Jacques Mattheij made a small, but awesome, mistake. He went on eBay one evening and bid on a bunch of bulk LEGO brick auctions, then went to sleep. Upon waking, he discovered that he was the high bidder on many, and was now the proud owner of two tons of LEGO bricks. (This is about 4400 pounds.) He wrote, "[L]esson 1: if you win almost all bids you are bidding too high."

Mattheij had noticed that bulk, unsorted bricks sell for something like €10/kilogram, whereas sets are roughly €40/kg and rare parts go for up to €100/kg. Much of the value of the bricks is in their sorting. If he could reduce the entropy of these bins of unsorted bricks, he could make a tidy profit. While many people do this work by hand, the problem is enormous—just the kind of challenge for a computer. Mattheij writes:

There are 38000+ shapes and there are 100+ possible shades of color (you can roughly tell how old someone is by asking them what lego colors they remember from their youth).

In the following months, Mattheij built a proof-of-concept sorting system using, of course, LEGO. He broke the problem down into a series of sub-problems (including "feeding LEGO reliably from a hopper is surprisingly hard," one of those facts of nature that will stymie even the best system design). After tinkering with the prototype at length, he expanded the system to a surprisingly complex system of conveyer belts (powered by a home treadmill), various pieces of cabinetry, and "copious quantities of crazy glue."

┄┄┄┄┄┄┄┄┄┄┄┄┄┄┄┄┄┄┄┄

## [Given task 1]
List each per-kilogram price the LEGO sorting excerpt gives, along with the kind of bricks it applies to.
## [Given task 2]
Extend the LEGO sorting excerpt by writing what comes after its last sentence.

Data listing
┄┄┄┄┄┄┄┄┄┄┄┄┄┄┄┄┄┄┄┄

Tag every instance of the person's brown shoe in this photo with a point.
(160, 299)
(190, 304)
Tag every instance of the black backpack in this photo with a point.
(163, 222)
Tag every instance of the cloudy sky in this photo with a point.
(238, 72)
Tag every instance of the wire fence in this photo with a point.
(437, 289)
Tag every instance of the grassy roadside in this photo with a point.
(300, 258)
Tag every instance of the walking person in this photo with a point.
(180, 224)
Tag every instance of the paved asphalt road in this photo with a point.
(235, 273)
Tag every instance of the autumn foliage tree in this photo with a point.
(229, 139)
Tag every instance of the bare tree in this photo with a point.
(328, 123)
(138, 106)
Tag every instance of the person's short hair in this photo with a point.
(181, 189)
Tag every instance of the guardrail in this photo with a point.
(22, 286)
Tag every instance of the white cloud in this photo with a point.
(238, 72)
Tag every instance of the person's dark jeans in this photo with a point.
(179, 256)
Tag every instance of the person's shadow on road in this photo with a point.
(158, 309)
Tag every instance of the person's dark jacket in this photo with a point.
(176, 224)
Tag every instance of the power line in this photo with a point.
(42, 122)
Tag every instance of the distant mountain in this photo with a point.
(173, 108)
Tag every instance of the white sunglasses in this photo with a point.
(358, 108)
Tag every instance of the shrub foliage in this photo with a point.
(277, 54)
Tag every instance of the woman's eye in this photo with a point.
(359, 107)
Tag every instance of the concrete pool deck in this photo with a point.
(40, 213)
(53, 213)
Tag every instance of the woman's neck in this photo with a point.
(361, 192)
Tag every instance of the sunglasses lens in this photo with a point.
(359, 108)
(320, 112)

┄┄┄┄┄┄┄┄┄┄┄┄┄┄┄┄┄┄┄┄

## [Expected output 1]
- Bulk, unsorted bricks: about €10/kg
- Sets: roughly €40/kg
- Rare parts: up to €100/kg

## [Expected output 2]
Here's a video showing the current system running at low speed:

The key part of the system was running the bricks past a camera paired with a computer running a neural net-based image classifier. That allows the computer (when sufficiently trained on brick images) to recognize bricks and thus categorize them by color, shape, or other parameters. Remember that as bricks pass by, they can be in any orientation, can be dirty, can even be stuck to other pieces. So having a flexible software system is key to recognizing—in a fraction of a second—what a given brick is, in order to sort it out. When a match is found, a jet of compressed air pops the piece off the conveyer belt and into a waiting bin.

After much experimentation, Mattheij rewrote the software (several times in fact) to accomplish a variety of basic tasks. At its core, the system takes images from a webcam and feeds them to a neural network to do the classification. Of course, the neural net needs to be "trained" by showing it lots of images, and telling it what those images represent. Mattheij's breakthrough was allowing the machine to effectively train itself, with guidance: Running pieces through allows the system to take its own photos, make a guess, and build on that guess. As long as Mattheij corrects the incorrect guesses, he ends up with a decent (and self-reinforcing) corpus of training data. As the machine continues running, it can rack up more training, allowing it to recognize a broad variety of pieces on the fly.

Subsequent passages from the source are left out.